O litoral vareiro precisa de muita areia, mas só lhe dão pedra; pedra que só o desgasta ainda mais! As matas estão descuidadas e a precisarem de renovação de espécimes; mas as únicas intervenções de que são objecto acontecem aquando de mais desbastes para novas construções! A Ria em Ovar, apesar de estar integrada na Zona de Protecção Especial da Ria de Aveiro (ao abrigo da Directiva Comunitária das Aves), está completamente assoreada e sobre as suas margens não há qualquer plano de compatibilização sustentável entre a riqueza natural existente e as intervenções aí praticadas!O estado da vegetação ripícola, um habitat de extraordinária importância para a fauna, está ao abandono por todo o concelho! A Barrinha de Esmoriz, apesar de estar integrada na Rede Natura 2000 (ao abrigo da Directiva Comunitária Habitats) devido ao seu elevado potencial biológico, não passa de uma lagoa suja e abandonada; eternamente à espera …. Actualmente, prometem-lhe um Polis que ninguém faz ideia concreta do que venha a ser!

*DADOS FORNECIDOS*:
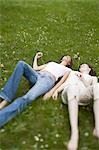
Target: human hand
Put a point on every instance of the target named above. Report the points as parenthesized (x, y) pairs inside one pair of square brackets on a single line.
[(79, 74), (39, 55), (55, 95)]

*EXERCÍCIO*: Consegue transcrever na íntegra, sem alterar uma única palavra, o texto sobre o litoral vareiro?

*RESOLUÇÃO*:
O litoral vareiro precisa de muita areia, mas só lhe dão pedra; pedra que só o desgasta ainda mais! As matas estão descuidadas e a precisarem de renovação de espécimes; mas as únicas intervenções de que são objecto acontecem aquando de mais desbastes para novas construções! A Ria em Ovar, apesar de estar integrada na Zona de Protecção Especial da Ria de Aveiro (ao abrigo da Directiva Comunitária das Aves), está completamente assoreada e sobre as suas margens não há qualquer plano de compatibilização sustentável entre a riqueza natural existente e as intervenções aí praticadas!O estado da vegetação ripícola, um habitat de extraordinária importância para a fauna, está ao abandono por todo o concelho! A Barrinha de Esmoriz, apesar de estar integrada na Rede Natura 2000 (ao abrigo da Directiva Comunitária Habitats) devido ao seu elevado potencial biológico, não passa de uma lagoa suja e abandonada; eternamente à espera …. Actualmente, prometem-lhe um Polis que ninguém faz ideia concreta do que venha a ser!